▶ _Provided passage_:
====
Question

The equation for the vibration of a string, fixed at both ends vibrating in its third harmonic, is given by
y=(0·4 cm) sin[(0·314 cm-1) x] cos [(600π s-1) t].
(a) What is the frequency of vibration? (b) What are the positions of the nodes? (c) What is the length of the string? (d) What is the wavelength and the speed of two travelling waves that can interfere to give this vibration?

Answer 1

Frequency of Vibration is 300 Hz

Explanation:

The stationary wave equation is given by -

y = $(0.4\ cm)\ sin [(0.314 cm - 1)x]\cos [(600 \pi s^-^1)t]$

a.) $\omega = 600 \pi$

$2\pi f = 600\pi$

f = 300 Hz

wavelength, \lambda = $2\pi f = \frac {(2 \times 3.14)}{0.314}$ = 20 cm

(b) Therefore nodes are located at, 0, 10 cm, 20 cm, 30 cm

(c) Length of the string = $\frac {3\pi}{\lambda}$

= $3 \times \frac {20}{2}$= 30 cm

(d) y = $0.4\ sin (0.314x)\ cos(600 \pi t)$

$0.4\ sin {(\frac {\pi}{10})x}\cos (600\pi t)$

since, $\lambda$ and v are the wavelength and velocity of the waves that interfere to give this vibration $\lambda$ = 20cm

v = $\frac {\omega}{k} = 6000\ cmsec^-^1$

= 60 $ms^-^1$
====
▶ _Set task A_:
Answer these questions from the standing-wave problem, one per line, marking your answers (i), (ii) and (iii):
(i) What frequency of vibration does the answer give?
(ii) At what positions does the answer place the nodes?
(iii) What speed in m/s does the answer give for the traveling waves?
▶ _Set task B_:
In the standing-wave problem, turn the paragraph starting "(a) What is the frequency of vibration?" into a short list that keeps each thing it asks for.
▶ _Set task C_:
Copy the standing-wave problem from "The equation for" up to and including "give this vibration?", swapping "string" for "wire".

(Examples of point labeling)
====
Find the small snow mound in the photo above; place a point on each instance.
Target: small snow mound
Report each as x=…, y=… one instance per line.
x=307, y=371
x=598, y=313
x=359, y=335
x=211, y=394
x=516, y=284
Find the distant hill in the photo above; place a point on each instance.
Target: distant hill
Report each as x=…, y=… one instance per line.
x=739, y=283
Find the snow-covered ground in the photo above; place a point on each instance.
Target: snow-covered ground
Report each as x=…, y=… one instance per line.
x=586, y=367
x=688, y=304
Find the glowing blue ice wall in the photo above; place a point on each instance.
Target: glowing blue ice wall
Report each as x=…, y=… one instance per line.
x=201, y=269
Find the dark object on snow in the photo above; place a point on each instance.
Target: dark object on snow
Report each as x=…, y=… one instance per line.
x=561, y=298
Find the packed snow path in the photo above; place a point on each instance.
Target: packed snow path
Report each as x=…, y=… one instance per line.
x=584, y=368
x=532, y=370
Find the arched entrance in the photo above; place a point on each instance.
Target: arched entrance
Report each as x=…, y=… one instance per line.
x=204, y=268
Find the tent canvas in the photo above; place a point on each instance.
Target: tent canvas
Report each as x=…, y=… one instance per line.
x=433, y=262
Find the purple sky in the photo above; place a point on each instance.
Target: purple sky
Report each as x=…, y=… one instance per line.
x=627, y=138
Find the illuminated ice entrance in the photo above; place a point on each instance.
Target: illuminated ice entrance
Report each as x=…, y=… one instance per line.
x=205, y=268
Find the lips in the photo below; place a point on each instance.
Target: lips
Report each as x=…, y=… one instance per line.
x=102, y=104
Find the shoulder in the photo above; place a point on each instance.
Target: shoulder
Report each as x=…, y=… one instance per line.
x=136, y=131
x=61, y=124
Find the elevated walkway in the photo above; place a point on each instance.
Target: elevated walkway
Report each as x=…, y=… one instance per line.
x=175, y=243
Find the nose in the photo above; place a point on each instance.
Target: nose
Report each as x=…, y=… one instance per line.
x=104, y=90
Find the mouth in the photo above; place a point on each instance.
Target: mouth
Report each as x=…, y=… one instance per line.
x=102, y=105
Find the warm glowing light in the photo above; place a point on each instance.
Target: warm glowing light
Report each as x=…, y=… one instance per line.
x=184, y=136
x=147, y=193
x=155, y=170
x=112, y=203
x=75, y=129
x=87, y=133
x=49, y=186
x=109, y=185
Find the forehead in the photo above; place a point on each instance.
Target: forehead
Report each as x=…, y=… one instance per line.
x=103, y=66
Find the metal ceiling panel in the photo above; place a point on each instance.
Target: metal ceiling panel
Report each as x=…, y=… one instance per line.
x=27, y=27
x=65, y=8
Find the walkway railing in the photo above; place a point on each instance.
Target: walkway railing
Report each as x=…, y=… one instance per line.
====
▶ _Answer A_:
(i) 300 Hz
(ii) 0, 10 cm, 20 cm and 30 cm
(iii) 60 m/s

▶ _Answer B_:
- Frequency of vibration
- Positions of the nodes
- Length of the string
- Wavelength and speed of the two traveling waves that interfere to give this vibration

▶ _Answer C_:
The equation for the vibration of a wire, fixed at both ends vibrating in its third harmonic, is given by
y=(0·4 cm) sin[(0·314 cm-1) x] cos [(600π s-1) t].
(a) What is the frequency of vibration? (b) What are the positions of the nodes? (c) What is the length of the wire? (d) What is the wavelength and the speed of two travelling waves that can interfere to give this vibration?